((
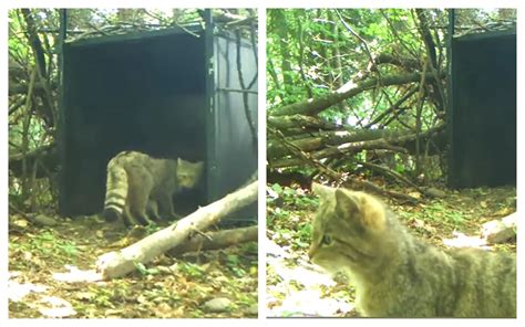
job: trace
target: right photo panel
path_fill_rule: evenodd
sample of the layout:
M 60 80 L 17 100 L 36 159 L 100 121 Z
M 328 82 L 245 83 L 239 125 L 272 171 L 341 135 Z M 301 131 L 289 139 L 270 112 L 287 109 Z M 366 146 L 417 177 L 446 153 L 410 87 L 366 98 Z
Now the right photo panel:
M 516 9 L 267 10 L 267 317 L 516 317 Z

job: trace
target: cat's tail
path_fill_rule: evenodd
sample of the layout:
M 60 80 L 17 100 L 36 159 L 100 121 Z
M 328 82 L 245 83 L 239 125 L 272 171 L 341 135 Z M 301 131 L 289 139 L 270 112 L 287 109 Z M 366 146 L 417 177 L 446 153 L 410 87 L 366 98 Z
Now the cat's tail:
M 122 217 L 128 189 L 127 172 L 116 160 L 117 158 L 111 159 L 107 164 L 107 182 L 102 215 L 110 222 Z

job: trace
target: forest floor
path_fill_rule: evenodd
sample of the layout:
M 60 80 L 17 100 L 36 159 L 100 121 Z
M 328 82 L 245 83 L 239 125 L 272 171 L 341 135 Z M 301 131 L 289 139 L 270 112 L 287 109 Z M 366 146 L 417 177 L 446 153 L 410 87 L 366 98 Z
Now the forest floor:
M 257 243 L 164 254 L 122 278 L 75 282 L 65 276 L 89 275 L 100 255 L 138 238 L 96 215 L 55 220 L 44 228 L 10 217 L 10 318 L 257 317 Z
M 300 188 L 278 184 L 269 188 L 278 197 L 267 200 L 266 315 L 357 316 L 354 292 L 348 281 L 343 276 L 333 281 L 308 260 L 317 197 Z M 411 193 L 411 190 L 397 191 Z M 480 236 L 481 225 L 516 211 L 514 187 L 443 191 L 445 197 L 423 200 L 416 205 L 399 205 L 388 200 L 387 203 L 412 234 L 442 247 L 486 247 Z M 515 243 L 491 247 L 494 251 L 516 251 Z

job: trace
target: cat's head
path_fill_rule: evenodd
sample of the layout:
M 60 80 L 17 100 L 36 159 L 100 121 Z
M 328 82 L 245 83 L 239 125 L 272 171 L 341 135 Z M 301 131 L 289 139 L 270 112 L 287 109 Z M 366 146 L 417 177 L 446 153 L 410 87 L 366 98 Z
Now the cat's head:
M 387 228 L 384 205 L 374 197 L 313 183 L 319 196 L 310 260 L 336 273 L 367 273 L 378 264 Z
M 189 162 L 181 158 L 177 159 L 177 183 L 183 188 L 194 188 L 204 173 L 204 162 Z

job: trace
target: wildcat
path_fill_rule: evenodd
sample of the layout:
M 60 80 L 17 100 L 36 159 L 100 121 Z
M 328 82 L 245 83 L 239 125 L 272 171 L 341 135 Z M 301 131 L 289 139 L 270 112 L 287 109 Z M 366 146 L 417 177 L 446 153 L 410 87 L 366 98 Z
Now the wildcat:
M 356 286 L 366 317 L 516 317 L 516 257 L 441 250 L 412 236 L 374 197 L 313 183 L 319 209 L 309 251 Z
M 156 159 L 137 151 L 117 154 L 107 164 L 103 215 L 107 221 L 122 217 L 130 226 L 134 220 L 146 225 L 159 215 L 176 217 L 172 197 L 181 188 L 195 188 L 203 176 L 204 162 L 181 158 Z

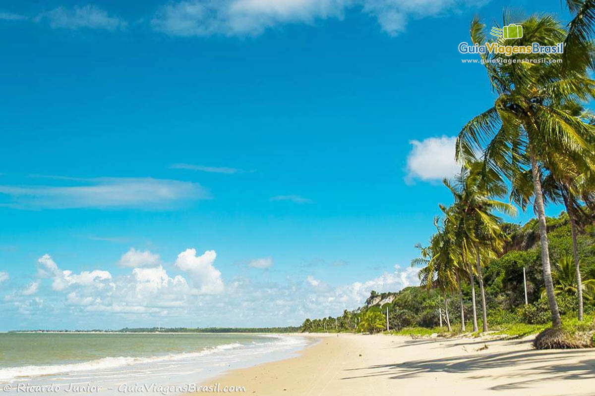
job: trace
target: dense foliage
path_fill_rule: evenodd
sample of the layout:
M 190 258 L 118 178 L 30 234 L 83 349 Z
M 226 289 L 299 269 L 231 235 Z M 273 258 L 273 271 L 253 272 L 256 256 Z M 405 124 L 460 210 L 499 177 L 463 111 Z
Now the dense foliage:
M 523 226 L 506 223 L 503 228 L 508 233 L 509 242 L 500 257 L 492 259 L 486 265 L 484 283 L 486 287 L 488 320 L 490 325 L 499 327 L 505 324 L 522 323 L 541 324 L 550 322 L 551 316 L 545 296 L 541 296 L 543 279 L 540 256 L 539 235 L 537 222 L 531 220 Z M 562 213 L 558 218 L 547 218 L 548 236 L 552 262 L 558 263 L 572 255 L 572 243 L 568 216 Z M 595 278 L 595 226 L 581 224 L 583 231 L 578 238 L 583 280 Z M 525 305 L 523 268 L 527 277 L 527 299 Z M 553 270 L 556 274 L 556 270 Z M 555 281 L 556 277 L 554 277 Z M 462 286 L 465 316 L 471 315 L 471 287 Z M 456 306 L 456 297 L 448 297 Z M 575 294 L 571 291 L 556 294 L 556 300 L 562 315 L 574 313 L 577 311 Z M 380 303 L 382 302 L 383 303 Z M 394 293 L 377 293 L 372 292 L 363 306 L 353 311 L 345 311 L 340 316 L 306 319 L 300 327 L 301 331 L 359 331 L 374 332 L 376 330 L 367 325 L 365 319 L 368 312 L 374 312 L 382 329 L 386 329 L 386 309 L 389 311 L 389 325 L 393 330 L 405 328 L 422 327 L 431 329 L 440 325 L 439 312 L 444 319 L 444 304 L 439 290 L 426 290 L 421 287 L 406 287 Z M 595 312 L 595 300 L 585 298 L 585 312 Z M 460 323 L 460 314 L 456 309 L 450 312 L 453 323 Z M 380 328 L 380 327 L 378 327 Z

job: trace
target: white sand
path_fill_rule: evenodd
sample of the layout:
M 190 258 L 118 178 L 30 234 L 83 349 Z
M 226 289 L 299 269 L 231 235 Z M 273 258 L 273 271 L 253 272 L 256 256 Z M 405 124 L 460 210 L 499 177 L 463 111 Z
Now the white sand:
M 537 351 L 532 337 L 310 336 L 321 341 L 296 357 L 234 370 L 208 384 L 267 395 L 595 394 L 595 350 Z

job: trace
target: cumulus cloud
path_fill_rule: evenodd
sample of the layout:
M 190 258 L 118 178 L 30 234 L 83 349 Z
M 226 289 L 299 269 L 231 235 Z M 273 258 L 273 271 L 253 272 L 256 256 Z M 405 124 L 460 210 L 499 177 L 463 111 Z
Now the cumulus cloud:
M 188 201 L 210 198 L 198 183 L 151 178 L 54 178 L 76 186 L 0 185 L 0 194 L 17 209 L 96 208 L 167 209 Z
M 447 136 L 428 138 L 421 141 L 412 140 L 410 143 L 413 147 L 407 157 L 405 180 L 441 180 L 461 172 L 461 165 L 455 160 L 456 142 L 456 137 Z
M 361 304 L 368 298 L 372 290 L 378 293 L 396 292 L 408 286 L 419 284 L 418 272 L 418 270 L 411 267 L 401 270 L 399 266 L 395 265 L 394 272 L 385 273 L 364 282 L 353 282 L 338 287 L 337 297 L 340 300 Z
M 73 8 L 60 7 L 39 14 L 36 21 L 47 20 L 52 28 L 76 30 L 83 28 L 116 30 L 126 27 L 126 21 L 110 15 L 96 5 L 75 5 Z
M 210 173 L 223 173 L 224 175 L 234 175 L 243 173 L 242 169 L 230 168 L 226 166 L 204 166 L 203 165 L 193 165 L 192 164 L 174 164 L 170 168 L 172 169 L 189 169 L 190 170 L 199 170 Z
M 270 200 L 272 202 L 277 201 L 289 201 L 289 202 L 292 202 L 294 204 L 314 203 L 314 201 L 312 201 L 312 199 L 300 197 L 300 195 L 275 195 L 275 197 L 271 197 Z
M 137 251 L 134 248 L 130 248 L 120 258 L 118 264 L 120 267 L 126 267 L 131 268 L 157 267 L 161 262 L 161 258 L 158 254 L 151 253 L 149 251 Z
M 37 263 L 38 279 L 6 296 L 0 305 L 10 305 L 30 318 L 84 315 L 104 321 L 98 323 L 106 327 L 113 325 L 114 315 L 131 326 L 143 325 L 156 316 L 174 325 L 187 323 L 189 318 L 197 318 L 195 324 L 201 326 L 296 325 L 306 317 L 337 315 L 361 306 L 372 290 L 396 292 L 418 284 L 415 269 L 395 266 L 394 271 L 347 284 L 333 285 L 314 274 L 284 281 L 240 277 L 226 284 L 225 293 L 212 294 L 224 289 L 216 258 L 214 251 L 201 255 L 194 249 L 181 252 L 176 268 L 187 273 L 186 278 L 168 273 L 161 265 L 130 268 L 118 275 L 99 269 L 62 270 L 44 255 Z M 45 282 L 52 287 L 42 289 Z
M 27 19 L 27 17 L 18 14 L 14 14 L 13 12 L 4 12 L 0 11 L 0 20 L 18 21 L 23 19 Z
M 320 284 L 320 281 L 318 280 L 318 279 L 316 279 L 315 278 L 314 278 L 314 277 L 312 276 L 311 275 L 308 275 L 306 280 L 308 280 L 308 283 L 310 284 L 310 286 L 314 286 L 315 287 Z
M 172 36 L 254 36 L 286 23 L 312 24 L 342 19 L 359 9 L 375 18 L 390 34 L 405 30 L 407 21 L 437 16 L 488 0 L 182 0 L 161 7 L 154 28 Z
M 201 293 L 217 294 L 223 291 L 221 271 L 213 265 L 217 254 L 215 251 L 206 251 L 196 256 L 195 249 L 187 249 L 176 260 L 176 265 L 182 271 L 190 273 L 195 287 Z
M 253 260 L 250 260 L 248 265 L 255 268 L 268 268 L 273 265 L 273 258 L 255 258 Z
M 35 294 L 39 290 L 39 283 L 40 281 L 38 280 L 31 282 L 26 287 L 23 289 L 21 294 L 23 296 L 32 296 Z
))
§ Instructions for the task: Copy the stretch from the start of the rows through the line containing "M 516 9 L 267 10 L 267 317 L 516 317 Z", swapping "right photo panel" for "left photo panel" and keeping everything else unchanged. Leave the pictures out of your answer.

§ Exercise result:
job: trace
target: left photo panel
path_fill_rule: evenodd
sample of the layout:
M 60 80 L 17 100 L 36 159 L 100 121 Z
M 328 82 L 245 83 L 239 125 L 272 171 L 341 135 Z M 301 131 L 289 139 L 270 112 L 287 109 Z M 366 146 L 417 177 L 446 153 L 410 87 L 366 98 Z
Now the left photo panel:
M 516 9 L 267 10 L 267 317 L 516 317 Z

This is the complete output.